--- start Records provided ---
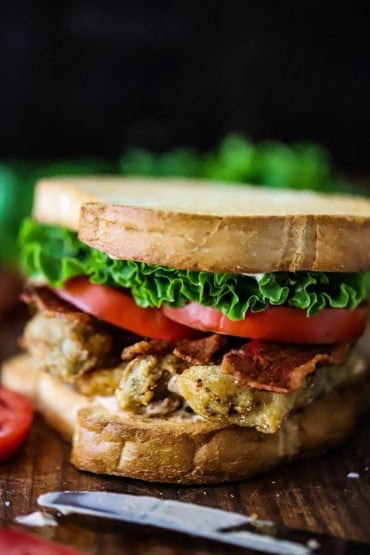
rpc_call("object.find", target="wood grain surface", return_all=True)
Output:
[0,308,370,555]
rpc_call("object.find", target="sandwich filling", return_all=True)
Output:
[22,287,365,433]
[20,220,370,433]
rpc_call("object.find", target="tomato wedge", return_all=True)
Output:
[163,303,368,343]
[0,529,81,555]
[0,387,33,462]
[53,277,199,341]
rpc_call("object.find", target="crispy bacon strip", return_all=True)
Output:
[221,340,349,393]
[21,286,94,325]
[173,333,226,364]
[121,339,173,361]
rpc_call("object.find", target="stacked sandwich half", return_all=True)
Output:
[3,178,370,483]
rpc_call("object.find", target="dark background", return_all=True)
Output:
[0,0,370,171]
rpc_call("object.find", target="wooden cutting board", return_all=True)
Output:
[0,309,370,555]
--- end Records provided ---
Instructions for the task: Copy every line of the records above into a numbered list, skipping blank lines and omitting the pictures.

Response below:
1. rpc_call("object.find", target="wood grain surface", return_all=True)
2. Output:
3. [0,308,370,555]
4. rpc_call("object.find", target="sandwich filling", return_all=True)
5. Output:
6. [22,287,365,433]
7. [20,220,370,433]
8. rpc_call("object.find", target="tomato wedge", return_all=True)
9. Output:
10. [163,303,368,343]
11. [0,529,81,555]
12. [0,387,33,462]
13. [53,277,199,341]
14. rpc_call("object.find", target="crispy bacon strip", return_all=True)
15. Output:
16. [221,340,349,393]
17. [21,286,94,325]
18. [173,333,226,364]
19. [121,339,173,361]
20. rpc_call("object.find", target="stacked sandwich half", return_all=True)
21. Output:
22. [3,178,370,483]
23. rpc_call("object.find", target="dark background", return_all=True)
24. Output:
25. [0,0,370,171]
26. rpc_call("object.find", target="wooden cutting board", return_all=True)
27. Output:
28. [0,309,370,555]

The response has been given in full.